**Tarefa proposta 1**
Mostre todas as linhas dos registros que contêm a palavra "marking", levando em conta a diferença entre maiúsculas e minúsculas.

**Texto de origem**
#####
É difícil estabelecer uma data para o início do uso do RPG como ferramenta didática no Brasil. Porém, é fato que essa abordagem começou a ser utilizada por volta da década de 1990, quando os jogos de RPG começaram a se proliferar no nosso país. Entretanto, sabe-se que o Brasil é pioneiro nessa empreitada. Já foram realizados três simpósios sobre RPG e educação em São Paulo, dois em Curitiba e dois no Rio de Janeiro. Há aproximadamente 6 dissertações e teses defendidas, bem como 6 livros sobre o assunto. Não há informações sobre trabalhos acadêmicos terem sido publicados em outros países. Há poucos artigos produzidos por pesquisadores e educadores de outros países disponíveis na internet sobre o tema. Da mesma forma, alguns projetos estão sendo realizados em escolas por organizações cujo objetivo é o de difundir essa prática.
O RPG como atividade que não enfoque unicamente o lazer vem sendo utilizado com fins educacionais, terapêuticos ou para treinamento em empresas. Segundo Marcos Tanaka Riyis em seu livro “Simples – Manual para o uso do ‘RPG’ na educação”, o RPG é uma atividade de socialização e incentiva a cooperação, a interatividade, a leitura e a imaginação, o que o configura como uma prática que pode trazer uma série de benefícios para a sala de aula.
#####
**Registros da tarefa**
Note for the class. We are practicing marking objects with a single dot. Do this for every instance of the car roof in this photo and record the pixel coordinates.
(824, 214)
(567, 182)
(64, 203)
#####
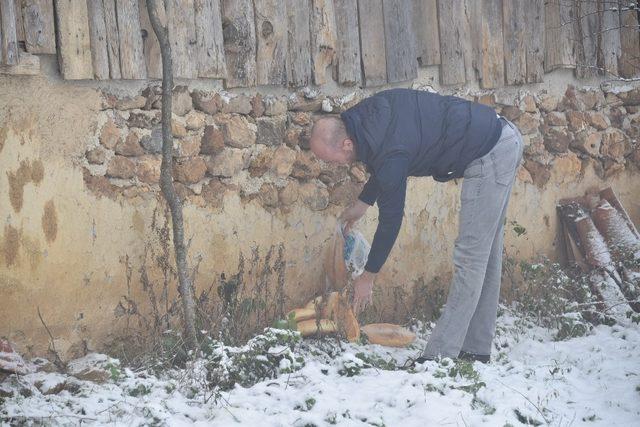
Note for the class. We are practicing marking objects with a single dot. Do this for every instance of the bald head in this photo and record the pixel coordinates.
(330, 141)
#####
**Tarefa proposta 2**
De acordo com o texto sobre o RPG na educação, em que época essa abordagem começou a ser utilizada no Brasil?

**Resposta completa 1**
Note for the class. We are practicing marking objects with a single dot. Do this for every instance of the car roof in this photo and record the pixel coordinates.
Note for the class. We are practicing marking objects with a single dot. Do this for every instance of the bald head in this photo and record the pixel coordinates.

**Resposta completa 2**
Por volta da década de 1990.